■ Exercise materials:
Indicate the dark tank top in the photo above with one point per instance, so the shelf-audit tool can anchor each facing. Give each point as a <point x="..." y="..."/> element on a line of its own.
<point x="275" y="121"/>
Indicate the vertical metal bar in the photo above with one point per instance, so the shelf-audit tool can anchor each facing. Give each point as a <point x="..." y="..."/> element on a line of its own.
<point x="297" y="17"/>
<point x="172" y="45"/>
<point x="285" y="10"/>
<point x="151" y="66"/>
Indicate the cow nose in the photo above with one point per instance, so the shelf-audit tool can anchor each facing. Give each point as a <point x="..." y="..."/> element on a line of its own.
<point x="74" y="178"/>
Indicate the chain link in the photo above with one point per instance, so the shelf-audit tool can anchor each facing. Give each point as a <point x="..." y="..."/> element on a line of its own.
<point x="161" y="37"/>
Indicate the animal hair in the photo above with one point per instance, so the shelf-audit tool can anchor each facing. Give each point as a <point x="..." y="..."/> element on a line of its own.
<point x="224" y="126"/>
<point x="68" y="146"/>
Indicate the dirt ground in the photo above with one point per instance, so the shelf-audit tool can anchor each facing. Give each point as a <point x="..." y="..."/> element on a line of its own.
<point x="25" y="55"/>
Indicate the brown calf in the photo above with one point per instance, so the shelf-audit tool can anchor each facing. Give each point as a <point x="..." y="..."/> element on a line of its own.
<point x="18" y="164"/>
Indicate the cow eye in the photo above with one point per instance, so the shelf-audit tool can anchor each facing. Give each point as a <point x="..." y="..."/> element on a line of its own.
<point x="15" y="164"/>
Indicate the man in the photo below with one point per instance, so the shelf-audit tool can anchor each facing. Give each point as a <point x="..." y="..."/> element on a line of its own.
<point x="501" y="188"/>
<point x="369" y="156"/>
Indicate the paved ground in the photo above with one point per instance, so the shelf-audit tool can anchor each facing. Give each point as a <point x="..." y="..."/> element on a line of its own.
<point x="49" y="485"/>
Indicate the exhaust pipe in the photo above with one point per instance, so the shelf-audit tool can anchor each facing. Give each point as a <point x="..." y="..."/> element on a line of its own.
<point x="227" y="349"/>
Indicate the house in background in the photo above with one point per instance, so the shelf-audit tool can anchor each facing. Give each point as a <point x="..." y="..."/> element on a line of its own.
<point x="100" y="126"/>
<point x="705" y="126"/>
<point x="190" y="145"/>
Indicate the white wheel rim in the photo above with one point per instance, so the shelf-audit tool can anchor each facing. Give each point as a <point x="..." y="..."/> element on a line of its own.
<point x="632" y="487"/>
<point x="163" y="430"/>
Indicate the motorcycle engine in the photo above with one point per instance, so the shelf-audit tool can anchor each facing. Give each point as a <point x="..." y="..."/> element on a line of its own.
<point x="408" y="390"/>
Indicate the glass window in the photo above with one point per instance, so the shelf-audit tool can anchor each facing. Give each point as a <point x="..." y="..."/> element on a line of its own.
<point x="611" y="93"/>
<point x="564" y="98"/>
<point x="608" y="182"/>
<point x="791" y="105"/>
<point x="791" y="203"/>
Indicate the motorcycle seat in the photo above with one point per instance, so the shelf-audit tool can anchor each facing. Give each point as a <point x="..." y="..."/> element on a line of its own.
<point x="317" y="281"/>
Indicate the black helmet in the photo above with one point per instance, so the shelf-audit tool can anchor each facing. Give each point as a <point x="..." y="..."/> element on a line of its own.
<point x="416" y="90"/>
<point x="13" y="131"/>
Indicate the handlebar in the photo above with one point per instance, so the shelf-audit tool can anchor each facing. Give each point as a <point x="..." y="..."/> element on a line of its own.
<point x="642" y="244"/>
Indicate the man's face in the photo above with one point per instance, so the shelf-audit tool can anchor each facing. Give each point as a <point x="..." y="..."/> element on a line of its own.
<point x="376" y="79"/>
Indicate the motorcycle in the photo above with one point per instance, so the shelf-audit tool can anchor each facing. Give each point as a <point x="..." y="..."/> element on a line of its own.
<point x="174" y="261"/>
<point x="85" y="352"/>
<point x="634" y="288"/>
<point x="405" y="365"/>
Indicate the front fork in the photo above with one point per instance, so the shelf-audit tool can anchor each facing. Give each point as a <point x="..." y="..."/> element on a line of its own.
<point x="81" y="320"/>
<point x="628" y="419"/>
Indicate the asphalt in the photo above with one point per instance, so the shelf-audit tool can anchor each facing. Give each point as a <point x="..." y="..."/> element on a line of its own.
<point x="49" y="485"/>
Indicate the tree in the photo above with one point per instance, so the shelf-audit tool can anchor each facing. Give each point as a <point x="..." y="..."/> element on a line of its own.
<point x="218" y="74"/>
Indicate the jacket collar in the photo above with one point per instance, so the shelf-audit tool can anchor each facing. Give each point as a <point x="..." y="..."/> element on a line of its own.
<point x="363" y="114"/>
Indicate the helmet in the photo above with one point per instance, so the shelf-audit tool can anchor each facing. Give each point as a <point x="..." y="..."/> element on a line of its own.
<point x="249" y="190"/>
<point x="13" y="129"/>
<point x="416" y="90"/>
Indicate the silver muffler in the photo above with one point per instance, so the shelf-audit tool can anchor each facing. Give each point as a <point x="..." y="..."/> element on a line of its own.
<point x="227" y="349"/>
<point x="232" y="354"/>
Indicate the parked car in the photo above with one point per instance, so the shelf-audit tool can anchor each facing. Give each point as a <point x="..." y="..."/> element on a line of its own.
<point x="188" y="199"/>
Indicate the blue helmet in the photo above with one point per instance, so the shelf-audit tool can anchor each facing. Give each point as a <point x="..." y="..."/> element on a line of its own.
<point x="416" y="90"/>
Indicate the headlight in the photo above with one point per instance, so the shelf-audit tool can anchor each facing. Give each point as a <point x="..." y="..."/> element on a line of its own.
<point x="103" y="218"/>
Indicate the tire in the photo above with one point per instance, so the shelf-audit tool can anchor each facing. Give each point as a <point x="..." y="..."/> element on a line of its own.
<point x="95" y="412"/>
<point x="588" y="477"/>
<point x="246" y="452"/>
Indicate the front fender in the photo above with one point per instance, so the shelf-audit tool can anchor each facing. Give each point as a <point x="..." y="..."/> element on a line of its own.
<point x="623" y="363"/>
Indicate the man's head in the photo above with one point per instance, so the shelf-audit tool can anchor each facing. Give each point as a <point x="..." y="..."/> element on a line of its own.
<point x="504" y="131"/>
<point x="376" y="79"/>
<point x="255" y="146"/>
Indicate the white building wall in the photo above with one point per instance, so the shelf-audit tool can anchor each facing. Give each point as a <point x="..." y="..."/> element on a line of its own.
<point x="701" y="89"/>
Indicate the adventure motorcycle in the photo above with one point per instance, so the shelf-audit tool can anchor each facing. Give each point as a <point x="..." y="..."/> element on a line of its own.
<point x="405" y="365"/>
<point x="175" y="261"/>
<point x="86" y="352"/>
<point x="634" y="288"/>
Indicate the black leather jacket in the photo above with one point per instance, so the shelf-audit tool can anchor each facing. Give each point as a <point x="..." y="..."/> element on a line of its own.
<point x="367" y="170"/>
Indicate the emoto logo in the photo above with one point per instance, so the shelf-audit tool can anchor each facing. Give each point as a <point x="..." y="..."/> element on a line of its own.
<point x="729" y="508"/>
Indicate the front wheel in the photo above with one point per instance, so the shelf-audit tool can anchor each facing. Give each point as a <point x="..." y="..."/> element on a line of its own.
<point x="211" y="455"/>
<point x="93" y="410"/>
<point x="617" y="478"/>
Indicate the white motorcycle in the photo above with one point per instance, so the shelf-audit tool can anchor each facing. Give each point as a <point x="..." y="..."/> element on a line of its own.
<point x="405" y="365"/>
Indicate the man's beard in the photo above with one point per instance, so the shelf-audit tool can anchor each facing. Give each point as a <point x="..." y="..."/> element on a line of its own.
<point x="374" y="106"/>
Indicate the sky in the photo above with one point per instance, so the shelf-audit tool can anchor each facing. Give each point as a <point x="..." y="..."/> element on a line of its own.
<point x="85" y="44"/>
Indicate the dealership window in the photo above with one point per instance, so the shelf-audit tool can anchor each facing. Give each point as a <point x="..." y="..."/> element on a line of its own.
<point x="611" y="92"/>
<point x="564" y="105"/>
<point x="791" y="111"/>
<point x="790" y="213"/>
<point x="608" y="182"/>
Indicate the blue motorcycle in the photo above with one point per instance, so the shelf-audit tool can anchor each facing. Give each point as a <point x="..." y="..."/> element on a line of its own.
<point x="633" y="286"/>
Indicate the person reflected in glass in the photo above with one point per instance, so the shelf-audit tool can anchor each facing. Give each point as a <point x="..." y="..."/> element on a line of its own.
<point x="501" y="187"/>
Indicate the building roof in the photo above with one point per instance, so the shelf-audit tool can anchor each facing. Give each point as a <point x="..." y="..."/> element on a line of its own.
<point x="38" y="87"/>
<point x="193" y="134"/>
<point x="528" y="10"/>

■ Given request:
Return exactly the lines from the line bearing "Indicate the man's beard" to the end of the records, inclusive of both; include no other lines.

■ Result of the task:
Indicate the man's beard in the photo above with one point per instance, so the shelf-audit tool can anchor each facing. Give each point as a <point x="..." y="..."/> element on a line of its own.
<point x="374" y="106"/>
Indicate the sky in the photo above with one point per instance, so the shelf-audit tool can anchor each facing. Give each point as a <point x="..." y="..."/> element on a line of its own.
<point x="85" y="44"/>
Indicate the dealership window in the photo above with one point per instance, so the shelf-audit tool can anchor each facing. Give each point as a <point x="..." y="..."/> element on a line of its own.
<point x="611" y="92"/>
<point x="564" y="105"/>
<point x="791" y="111"/>
<point x="790" y="213"/>
<point x="608" y="182"/>
Indicate the blue motorcycle in the photo above with one point per instance, so the shelf-audit tool can anchor each facing. Give each point as a <point x="..." y="..."/> element on a line of its own.
<point x="633" y="286"/>
Indicate the person reflected in glass in the photo above with one point per instance, so the shelf-audit tool can anchor each facing. Give each point as a <point x="..." y="..."/> element on a line of its own.
<point x="501" y="187"/>
Indicate the building roof in the photo above with one point per instance, so the shelf-audit tool can anchor each facing. Give each point as a <point x="..." y="..."/> element on a line of its own.
<point x="38" y="87"/>
<point x="193" y="134"/>
<point x="528" y="10"/>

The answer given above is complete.